**WHAT TO DO:** Two lines below mark the span: the one containing "Point out the wooden roof" and the one containing "Point out the wooden chair". Set down both, plus every line between, exactly as they stand, and nothing else.

= = = =

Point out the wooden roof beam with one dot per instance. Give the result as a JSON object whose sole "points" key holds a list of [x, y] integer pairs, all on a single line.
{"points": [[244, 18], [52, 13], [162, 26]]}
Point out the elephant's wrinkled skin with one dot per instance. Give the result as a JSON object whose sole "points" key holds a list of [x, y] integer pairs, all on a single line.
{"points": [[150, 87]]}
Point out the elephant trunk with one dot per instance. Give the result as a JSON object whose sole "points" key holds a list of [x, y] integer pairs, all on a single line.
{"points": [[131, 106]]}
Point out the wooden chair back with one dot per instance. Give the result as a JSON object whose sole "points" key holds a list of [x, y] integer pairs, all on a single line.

= = = =

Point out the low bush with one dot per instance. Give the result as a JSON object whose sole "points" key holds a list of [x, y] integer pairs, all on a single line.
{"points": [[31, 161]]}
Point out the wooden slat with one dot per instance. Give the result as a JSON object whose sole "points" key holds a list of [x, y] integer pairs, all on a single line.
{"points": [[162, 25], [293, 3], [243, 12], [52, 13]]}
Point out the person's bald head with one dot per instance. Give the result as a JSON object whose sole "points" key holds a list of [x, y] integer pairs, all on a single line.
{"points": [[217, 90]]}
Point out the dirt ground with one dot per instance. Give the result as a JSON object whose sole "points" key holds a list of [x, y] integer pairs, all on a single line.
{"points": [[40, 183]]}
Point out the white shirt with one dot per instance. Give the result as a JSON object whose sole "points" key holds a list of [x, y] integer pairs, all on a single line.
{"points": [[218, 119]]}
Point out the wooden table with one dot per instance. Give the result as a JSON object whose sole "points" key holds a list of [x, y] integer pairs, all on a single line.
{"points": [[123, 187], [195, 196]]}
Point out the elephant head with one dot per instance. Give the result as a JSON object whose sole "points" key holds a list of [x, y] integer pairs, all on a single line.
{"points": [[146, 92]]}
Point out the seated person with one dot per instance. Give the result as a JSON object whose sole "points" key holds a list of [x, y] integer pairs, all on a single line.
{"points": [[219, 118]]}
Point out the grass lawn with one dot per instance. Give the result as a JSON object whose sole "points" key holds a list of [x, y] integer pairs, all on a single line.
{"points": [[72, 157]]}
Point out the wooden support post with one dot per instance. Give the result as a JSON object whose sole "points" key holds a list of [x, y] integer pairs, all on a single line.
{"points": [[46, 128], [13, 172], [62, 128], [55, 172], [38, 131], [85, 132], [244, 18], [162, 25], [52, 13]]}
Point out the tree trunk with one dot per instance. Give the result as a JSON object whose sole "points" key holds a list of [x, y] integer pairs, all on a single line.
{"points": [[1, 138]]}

= = = =

**RESPONSE TO THE EXERCISE:**
Point out the wooden roof beam with one dot per instance. Give the result as a JSON object whose sole "points" key holds a list of [x, y] integer pairs, all on a single line.
{"points": [[244, 18], [52, 13], [162, 26]]}
Point out the elephant's wrinkled skin with one dot per instance. Give the result as a JSON object whose sole "points" key holds a list of [x, y] integer pairs, all on a single line.
{"points": [[150, 87]]}
Point out the elephant trunk with one dot per instance. Give the result as a JSON object whose sole "points" key holds a list of [x, y] integer pairs, all on a single line.
{"points": [[131, 106]]}
Point out the wooden chair back with one dot per instance. Give the result as a JSON object whose sole "points" key holds a list of [x, y] integer pairs, all on a single line.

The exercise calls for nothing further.